TASK TO COMPLETE: A word-for-word copy of the entries is the only acceptable reply.

[Opening PROVIDED DATA section]

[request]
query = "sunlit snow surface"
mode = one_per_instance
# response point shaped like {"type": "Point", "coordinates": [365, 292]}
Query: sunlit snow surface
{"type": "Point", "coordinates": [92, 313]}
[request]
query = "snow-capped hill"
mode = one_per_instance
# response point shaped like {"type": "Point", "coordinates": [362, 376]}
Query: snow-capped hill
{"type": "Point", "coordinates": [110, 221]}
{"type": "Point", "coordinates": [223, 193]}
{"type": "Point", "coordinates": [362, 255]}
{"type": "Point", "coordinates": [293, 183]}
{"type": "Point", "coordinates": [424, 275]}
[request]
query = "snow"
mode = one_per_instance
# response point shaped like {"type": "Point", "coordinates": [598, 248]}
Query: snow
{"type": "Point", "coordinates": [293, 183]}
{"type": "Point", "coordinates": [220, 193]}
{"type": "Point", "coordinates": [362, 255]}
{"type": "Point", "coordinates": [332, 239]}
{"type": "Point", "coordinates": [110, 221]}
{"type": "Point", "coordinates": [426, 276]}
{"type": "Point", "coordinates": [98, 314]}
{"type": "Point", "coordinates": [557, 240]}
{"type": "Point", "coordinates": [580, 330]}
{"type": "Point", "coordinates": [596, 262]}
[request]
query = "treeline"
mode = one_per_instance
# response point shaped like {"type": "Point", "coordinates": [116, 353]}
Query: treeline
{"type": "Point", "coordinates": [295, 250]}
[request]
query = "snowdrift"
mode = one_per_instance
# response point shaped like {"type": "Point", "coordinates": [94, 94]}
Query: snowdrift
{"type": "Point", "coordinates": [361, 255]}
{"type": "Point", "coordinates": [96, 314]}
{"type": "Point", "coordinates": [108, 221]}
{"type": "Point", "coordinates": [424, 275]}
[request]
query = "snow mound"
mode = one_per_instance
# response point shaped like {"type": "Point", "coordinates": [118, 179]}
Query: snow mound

[Closing PROVIDED DATA section]

RESULT OF THE EXERCISE:
[request]
query = "sunlit snow surface"
mode = one_per_instance
# response point shaped like {"type": "Point", "coordinates": [365, 292]}
Query: sunlit snow surface
{"type": "Point", "coordinates": [92, 313]}
[request]
query = "snow-capped hill"
mode = one_per_instance
# response point shaped like {"type": "Point", "coordinates": [362, 376]}
Query: snow-capped hill
{"type": "Point", "coordinates": [110, 221]}
{"type": "Point", "coordinates": [223, 193]}
{"type": "Point", "coordinates": [362, 255]}
{"type": "Point", "coordinates": [293, 183]}
{"type": "Point", "coordinates": [424, 275]}
[request]
query = "snow"
mode = one_per_instance
# response point shaped like {"type": "Point", "coordinates": [598, 248]}
Query: snow
{"type": "Point", "coordinates": [293, 183]}
{"type": "Point", "coordinates": [220, 193]}
{"type": "Point", "coordinates": [362, 255]}
{"type": "Point", "coordinates": [332, 239]}
{"type": "Point", "coordinates": [110, 221]}
{"type": "Point", "coordinates": [426, 276]}
{"type": "Point", "coordinates": [98, 314]}
{"type": "Point", "coordinates": [557, 240]}
{"type": "Point", "coordinates": [580, 330]}
{"type": "Point", "coordinates": [596, 262]}
[request]
query = "treeline"
mode = one_per_instance
# response point shaped like {"type": "Point", "coordinates": [116, 353]}
Query: treeline
{"type": "Point", "coordinates": [295, 250]}
[request]
query = "snowdrift"
mode = one_per_instance
# response point shaped like {"type": "Point", "coordinates": [94, 94]}
Query: snowdrift
{"type": "Point", "coordinates": [361, 255]}
{"type": "Point", "coordinates": [96, 314]}
{"type": "Point", "coordinates": [108, 221]}
{"type": "Point", "coordinates": [424, 275]}
[request]
query = "snow mound"
mode = one_per_instance
# response point shaped like {"type": "Point", "coordinates": [118, 179]}
Query: snow mound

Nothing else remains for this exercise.